** Challenge **
Could you rewrite the entries from the start through the line containing "[[130,22],[21,24],[21,278],[278,278]]", inclusive, replacing "rippled rock surface" with "layered rock surface" and changing nothing else? Leave out the pictures.

** Information supplied **
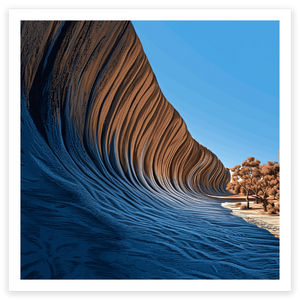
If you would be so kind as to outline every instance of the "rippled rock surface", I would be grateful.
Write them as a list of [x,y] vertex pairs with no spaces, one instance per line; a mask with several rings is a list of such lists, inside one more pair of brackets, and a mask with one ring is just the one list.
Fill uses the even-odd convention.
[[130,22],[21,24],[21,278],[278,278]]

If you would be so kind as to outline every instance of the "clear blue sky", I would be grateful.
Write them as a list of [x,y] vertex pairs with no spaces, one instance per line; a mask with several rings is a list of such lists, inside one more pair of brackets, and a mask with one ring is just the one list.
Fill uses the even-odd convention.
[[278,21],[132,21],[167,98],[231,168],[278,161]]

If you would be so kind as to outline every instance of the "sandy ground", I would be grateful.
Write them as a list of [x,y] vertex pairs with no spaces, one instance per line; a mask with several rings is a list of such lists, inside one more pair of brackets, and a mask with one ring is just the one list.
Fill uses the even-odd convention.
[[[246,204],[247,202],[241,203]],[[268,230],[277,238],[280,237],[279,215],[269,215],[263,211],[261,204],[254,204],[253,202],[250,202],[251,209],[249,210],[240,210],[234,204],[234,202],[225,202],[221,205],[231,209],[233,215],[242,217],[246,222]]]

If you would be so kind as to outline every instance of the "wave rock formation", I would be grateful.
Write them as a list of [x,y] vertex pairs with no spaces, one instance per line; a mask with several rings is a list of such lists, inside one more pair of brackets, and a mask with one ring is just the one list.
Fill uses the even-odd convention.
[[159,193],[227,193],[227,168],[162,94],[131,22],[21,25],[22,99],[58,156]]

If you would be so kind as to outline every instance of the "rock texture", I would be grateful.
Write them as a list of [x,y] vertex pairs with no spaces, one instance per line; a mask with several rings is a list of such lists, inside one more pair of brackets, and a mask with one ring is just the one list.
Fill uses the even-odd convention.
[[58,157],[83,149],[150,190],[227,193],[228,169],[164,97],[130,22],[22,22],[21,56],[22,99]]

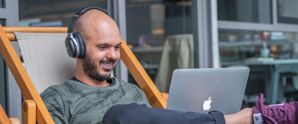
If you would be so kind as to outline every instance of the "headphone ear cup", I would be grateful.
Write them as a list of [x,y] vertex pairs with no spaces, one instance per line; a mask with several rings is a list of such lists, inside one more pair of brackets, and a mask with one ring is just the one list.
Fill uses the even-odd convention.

** Response to the exercise **
If you would be so kind as to outline every instance of the "layered rock surface", I would be grateful.
Write them as a list of [x,y] vertex pairs with no spaces, one instance per line; a mask with several rings is a list of such lists, inside one more pair of brackets, and a mask with one ring is just the one list.
Fill uses the even-odd convention.
[[130,22],[21,24],[21,278],[278,278]]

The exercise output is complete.